Stored data entries:
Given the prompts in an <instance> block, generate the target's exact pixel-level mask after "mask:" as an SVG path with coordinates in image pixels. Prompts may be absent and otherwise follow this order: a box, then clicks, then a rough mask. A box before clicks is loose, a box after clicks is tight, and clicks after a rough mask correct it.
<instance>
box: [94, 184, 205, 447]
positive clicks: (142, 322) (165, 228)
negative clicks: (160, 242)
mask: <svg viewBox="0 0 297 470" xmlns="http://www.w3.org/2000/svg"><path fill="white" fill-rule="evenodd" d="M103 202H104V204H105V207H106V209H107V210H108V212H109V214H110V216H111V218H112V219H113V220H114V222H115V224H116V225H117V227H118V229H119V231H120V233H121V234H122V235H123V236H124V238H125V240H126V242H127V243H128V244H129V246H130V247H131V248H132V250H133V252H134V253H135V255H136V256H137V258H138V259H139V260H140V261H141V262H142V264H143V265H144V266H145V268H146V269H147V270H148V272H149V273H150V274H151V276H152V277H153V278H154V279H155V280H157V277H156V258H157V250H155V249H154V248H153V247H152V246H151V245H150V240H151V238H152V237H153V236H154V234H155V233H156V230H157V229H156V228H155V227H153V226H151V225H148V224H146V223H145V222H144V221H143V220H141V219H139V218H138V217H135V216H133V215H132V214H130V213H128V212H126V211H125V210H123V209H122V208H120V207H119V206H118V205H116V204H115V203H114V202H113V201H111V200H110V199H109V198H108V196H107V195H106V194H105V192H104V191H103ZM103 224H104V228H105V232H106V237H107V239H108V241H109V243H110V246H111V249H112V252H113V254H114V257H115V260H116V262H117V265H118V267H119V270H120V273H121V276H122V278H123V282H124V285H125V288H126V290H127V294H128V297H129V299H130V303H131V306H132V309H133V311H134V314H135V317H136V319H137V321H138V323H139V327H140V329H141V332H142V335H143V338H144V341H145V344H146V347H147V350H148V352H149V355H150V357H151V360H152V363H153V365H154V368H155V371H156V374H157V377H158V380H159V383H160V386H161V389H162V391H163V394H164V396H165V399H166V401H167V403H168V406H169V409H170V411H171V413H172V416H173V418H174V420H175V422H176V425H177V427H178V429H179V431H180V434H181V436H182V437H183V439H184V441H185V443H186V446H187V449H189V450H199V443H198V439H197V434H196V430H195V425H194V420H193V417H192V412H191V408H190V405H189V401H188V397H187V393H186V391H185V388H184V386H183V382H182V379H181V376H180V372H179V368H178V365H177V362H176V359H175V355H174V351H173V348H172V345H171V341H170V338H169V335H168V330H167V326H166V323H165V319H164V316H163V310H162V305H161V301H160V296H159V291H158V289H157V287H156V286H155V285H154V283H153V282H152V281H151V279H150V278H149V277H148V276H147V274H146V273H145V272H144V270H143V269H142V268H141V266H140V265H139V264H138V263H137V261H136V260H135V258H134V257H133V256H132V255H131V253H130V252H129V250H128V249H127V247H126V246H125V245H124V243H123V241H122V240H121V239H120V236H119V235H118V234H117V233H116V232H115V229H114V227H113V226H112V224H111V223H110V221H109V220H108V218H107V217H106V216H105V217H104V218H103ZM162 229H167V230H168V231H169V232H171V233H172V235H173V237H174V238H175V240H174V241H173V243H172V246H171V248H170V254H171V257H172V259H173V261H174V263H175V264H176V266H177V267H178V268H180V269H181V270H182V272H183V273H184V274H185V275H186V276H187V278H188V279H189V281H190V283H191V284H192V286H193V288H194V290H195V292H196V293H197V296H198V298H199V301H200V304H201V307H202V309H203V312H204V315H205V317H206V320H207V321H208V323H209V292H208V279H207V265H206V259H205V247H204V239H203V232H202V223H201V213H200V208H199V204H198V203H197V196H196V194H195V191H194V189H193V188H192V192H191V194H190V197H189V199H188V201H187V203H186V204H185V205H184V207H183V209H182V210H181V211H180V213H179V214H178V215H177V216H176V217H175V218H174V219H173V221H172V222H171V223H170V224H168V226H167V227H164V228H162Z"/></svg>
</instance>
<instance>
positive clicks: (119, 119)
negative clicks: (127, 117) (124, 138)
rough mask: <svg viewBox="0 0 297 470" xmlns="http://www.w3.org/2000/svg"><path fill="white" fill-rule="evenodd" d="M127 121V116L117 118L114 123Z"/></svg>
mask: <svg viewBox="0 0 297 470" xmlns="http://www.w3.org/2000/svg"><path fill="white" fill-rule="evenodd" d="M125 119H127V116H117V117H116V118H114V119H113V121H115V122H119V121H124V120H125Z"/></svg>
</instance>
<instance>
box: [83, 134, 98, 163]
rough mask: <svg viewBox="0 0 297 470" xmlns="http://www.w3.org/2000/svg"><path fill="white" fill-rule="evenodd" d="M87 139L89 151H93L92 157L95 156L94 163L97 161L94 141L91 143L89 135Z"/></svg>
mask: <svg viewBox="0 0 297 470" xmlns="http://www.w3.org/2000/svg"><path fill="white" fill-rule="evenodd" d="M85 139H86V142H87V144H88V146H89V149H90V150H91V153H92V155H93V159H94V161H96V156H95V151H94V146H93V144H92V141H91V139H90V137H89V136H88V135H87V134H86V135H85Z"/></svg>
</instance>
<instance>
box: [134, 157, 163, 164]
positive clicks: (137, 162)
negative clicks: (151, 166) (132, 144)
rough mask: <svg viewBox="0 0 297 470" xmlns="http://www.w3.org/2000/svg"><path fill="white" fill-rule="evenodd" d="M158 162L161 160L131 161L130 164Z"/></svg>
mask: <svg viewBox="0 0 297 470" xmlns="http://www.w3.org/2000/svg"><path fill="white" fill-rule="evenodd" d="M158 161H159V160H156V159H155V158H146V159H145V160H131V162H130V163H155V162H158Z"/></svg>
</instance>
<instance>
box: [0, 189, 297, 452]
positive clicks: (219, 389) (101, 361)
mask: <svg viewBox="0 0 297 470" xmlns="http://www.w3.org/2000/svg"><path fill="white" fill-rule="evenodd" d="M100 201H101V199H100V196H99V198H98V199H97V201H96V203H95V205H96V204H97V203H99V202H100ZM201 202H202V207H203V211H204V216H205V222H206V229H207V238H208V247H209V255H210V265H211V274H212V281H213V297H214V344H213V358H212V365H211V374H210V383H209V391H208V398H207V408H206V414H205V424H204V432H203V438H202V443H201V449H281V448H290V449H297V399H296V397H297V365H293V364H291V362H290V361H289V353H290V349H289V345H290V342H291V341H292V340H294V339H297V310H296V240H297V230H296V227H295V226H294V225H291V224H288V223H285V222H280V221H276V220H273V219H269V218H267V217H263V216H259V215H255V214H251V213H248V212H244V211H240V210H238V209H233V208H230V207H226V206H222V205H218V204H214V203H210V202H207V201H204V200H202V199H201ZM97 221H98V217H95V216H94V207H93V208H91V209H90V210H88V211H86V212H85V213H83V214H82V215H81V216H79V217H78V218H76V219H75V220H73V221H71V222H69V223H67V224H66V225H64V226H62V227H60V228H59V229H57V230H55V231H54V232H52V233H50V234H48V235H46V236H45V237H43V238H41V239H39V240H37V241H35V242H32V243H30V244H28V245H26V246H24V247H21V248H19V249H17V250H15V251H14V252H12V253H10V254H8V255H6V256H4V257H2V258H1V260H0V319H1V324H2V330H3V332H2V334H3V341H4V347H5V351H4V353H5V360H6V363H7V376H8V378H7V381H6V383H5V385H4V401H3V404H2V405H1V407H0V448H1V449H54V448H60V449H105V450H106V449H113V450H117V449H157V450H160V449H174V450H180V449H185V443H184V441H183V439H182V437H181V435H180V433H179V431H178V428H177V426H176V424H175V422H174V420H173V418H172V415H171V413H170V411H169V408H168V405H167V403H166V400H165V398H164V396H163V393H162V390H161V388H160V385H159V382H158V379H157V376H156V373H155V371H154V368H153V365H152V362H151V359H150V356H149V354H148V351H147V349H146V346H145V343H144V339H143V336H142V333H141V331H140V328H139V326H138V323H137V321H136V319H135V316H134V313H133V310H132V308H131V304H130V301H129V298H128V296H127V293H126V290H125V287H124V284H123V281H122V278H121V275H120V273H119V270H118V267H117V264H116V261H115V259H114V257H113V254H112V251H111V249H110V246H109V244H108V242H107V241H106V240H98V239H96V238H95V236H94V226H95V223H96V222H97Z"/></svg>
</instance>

■ WHAT THE TASK REQUIRES
Reproduce, character for character, only the lines of the preceding data that start at the line with "positive clicks: (119, 119)" and end at the line with "negative clicks: (127, 117) (124, 138)", both included.

■ EXERCISE ANSWER
positive clicks: (119, 119)
negative clicks: (127, 117) (124, 138)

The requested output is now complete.